**Selected passage:**

· · ·

Simple One-Crust Peach Pie Recipe
In the South, sweet tea and southern hospitality are plentiful anytime of the year, but sweet, ripe peaches are only around in the summertime, making peach pie a family favorite. This peach pie recipe is so simple to make. It does not require stove-top cooking and it only uses fresh peaches, no fillers made of gelatin or cornstarch. If you like the taste of pure, fresh peaches for a natural flavor, give this recipe a try. Be sure to head to your local farmer's market for the best locally grown fruit.
The Best Kind of Peaches for Peach Pie
Though any kind of fresh peaches will work, yellow peaches are preferred for making a peach pie. When ripe, they tend to be naturally sweet and with just the right amount of acidity to give your pie a kick. White peaches are also sweet in nature, but do not possess the same level of acidity and tend to be mushier when baked. Donut peaches, although quite tasty, are just too small to use for a pie. Clingstone peaches have flesh that clings to their pits. They are softer, sweeter, and juicier than freestone peaches and are typically used for canning and preserving. They are also great for baking. Freestone peaches have pits that are easily removable so they are preferred for eating out-of-hand. They tend to be larger and less juicy than clingstones. They bake and preserve well, too. There are also semi-freestone peaches which are a hybrid of clingstone and freestones. They have the best properties of both of these peaches, combining the easy-to-remove pits of freestones with the juicy sweetness of clingstones.
How to Ripen Peaches
Sometimes you may pick out peaches that look pretty and smell good, but are just not quite ripe. When a peach is ripe, it should be slightly soft to a gentle squeeze, but not squishy. The best way to ripen peaches is to place them in a brown bag, close the bag, and leave at room temperature for one to two days. Once they are ripe, go ahead and place them in the refrigerator so they don't get too mushy.
- One nine-inch pie crust, Pillsbury
- 2/3 cup sugar
- 1/3 cup flour
- 1/4 teaspoon ground cinnamon
- 7 cups sliced fresh peaches, (7 or 8 medium yellow peaches)
- 1 teaspoon lemon juice
How to Make a Simple Peach Pie
- Preheat oven to 425 degrees.

· · ·

Spatial localization data
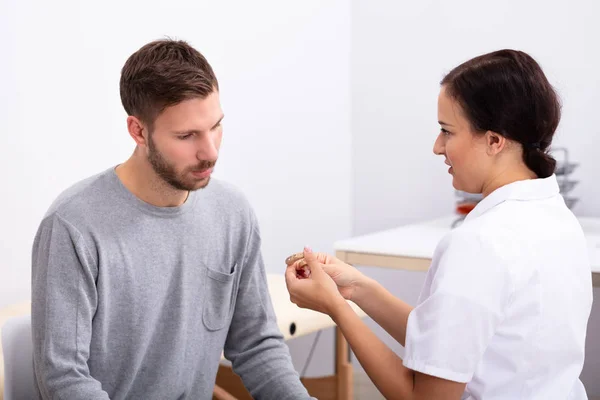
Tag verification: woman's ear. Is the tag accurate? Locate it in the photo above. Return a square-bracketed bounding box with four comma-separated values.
[485, 131, 506, 156]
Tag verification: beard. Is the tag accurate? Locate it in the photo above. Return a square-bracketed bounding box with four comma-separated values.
[148, 135, 216, 191]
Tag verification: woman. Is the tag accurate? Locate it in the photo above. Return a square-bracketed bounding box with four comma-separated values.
[286, 50, 592, 400]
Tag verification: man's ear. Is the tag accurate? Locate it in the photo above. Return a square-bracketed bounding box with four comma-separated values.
[127, 115, 148, 146]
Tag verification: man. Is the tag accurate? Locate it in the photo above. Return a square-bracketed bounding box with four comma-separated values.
[32, 40, 309, 400]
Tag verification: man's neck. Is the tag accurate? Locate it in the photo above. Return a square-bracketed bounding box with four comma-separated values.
[115, 153, 189, 207]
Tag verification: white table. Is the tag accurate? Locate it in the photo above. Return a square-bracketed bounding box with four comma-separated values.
[334, 215, 600, 287]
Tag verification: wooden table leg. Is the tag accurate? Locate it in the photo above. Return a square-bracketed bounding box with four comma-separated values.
[335, 326, 354, 400]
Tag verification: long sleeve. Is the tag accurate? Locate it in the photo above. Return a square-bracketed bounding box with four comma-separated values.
[225, 216, 310, 400]
[31, 214, 109, 400]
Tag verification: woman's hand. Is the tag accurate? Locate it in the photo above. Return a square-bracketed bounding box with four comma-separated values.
[285, 247, 366, 300]
[285, 248, 348, 316]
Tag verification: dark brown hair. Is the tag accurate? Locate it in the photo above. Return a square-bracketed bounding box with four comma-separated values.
[441, 50, 561, 178]
[120, 39, 219, 127]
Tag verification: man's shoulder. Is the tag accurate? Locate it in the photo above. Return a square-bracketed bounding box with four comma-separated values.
[44, 170, 110, 220]
[207, 178, 252, 211]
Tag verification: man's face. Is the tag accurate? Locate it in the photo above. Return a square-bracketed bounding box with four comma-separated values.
[147, 91, 223, 191]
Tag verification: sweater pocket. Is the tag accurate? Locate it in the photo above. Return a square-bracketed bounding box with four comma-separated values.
[202, 266, 237, 331]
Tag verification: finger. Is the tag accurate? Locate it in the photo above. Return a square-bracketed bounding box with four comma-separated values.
[304, 246, 321, 272]
[285, 253, 304, 265]
[285, 266, 298, 293]
[293, 258, 308, 269]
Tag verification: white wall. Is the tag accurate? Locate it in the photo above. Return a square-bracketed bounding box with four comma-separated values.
[351, 0, 600, 396]
[0, 0, 351, 374]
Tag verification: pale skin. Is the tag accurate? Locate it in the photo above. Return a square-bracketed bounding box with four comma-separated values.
[116, 91, 223, 207]
[286, 87, 537, 400]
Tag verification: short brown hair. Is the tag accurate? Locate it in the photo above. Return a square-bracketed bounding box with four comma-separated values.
[120, 39, 219, 127]
[441, 49, 561, 178]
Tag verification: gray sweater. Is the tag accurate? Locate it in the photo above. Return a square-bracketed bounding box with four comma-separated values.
[32, 168, 309, 400]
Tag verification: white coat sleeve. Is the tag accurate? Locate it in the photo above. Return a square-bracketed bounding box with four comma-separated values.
[403, 230, 513, 382]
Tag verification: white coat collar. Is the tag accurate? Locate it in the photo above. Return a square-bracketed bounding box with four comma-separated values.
[465, 174, 560, 221]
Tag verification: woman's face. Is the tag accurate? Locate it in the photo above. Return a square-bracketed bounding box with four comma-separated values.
[433, 86, 490, 193]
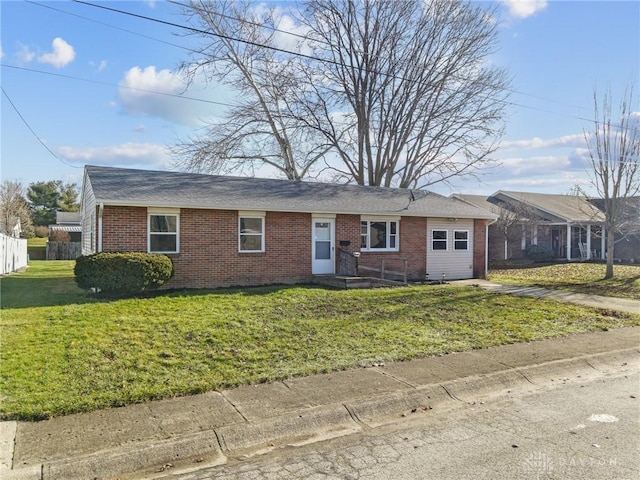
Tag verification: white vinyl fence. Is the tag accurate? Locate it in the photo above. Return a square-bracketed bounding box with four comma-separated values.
[0, 233, 27, 275]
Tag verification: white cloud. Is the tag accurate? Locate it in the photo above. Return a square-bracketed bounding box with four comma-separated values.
[118, 66, 225, 126]
[57, 142, 171, 167]
[501, 0, 547, 18]
[16, 42, 36, 64]
[500, 133, 585, 150]
[498, 155, 571, 178]
[38, 37, 76, 68]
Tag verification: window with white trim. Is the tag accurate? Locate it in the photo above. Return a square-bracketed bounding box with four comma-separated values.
[431, 230, 448, 250]
[360, 219, 400, 252]
[148, 211, 180, 253]
[453, 230, 469, 250]
[238, 214, 264, 253]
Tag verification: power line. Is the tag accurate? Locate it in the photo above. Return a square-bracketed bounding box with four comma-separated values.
[12, 0, 640, 135]
[0, 87, 83, 168]
[24, 0, 193, 52]
[72, 0, 586, 114]
[0, 63, 237, 107]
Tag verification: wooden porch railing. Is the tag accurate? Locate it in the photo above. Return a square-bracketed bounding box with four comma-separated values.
[358, 257, 407, 283]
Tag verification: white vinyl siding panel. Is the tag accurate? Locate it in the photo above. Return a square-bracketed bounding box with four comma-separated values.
[427, 218, 474, 280]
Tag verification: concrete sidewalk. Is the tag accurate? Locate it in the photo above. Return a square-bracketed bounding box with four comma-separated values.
[0, 327, 640, 480]
[448, 279, 640, 313]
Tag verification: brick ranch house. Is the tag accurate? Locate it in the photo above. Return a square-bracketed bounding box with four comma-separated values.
[81, 166, 496, 288]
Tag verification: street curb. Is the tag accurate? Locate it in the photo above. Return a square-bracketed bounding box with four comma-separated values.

· · ·

**Activity list:**
1 - Answer these questions from the peach pie recipe:
(a) Which kind of peaches is preferred for making a peach pie?
(b) How long should peaches sit in a closed brown bag at room temperature to ripen?
(c) How much ground cinnamon does the ingredient list call for?
2 - Reproduce the peach pie recipe word for word, starting at "Simple One-Crust Peach" and ending at "locally grown fruit.".

**Exercise solutions:**
1 -
(a) Yellow peaches.
(b) One to two days.
(c) 1/4 teaspoon.

2 -
Simple One-Crust Peach Pie Recipe
In the South, sweet tea and southern hospitality are plentiful anytime of the year, but sweet, ripe peaches are only around in the summertime, making peach pie a family favorite. This peach pie recipe is so simple to make. It does not require stove-top cooking and it only uses fresh peaches, no fillers made of gelatin or cornstarch. If you like the taste of pure, fresh peaches for a natural flavor, give this recipe a try. Be sure to head to your local farmer's market for the best locally grown fruit.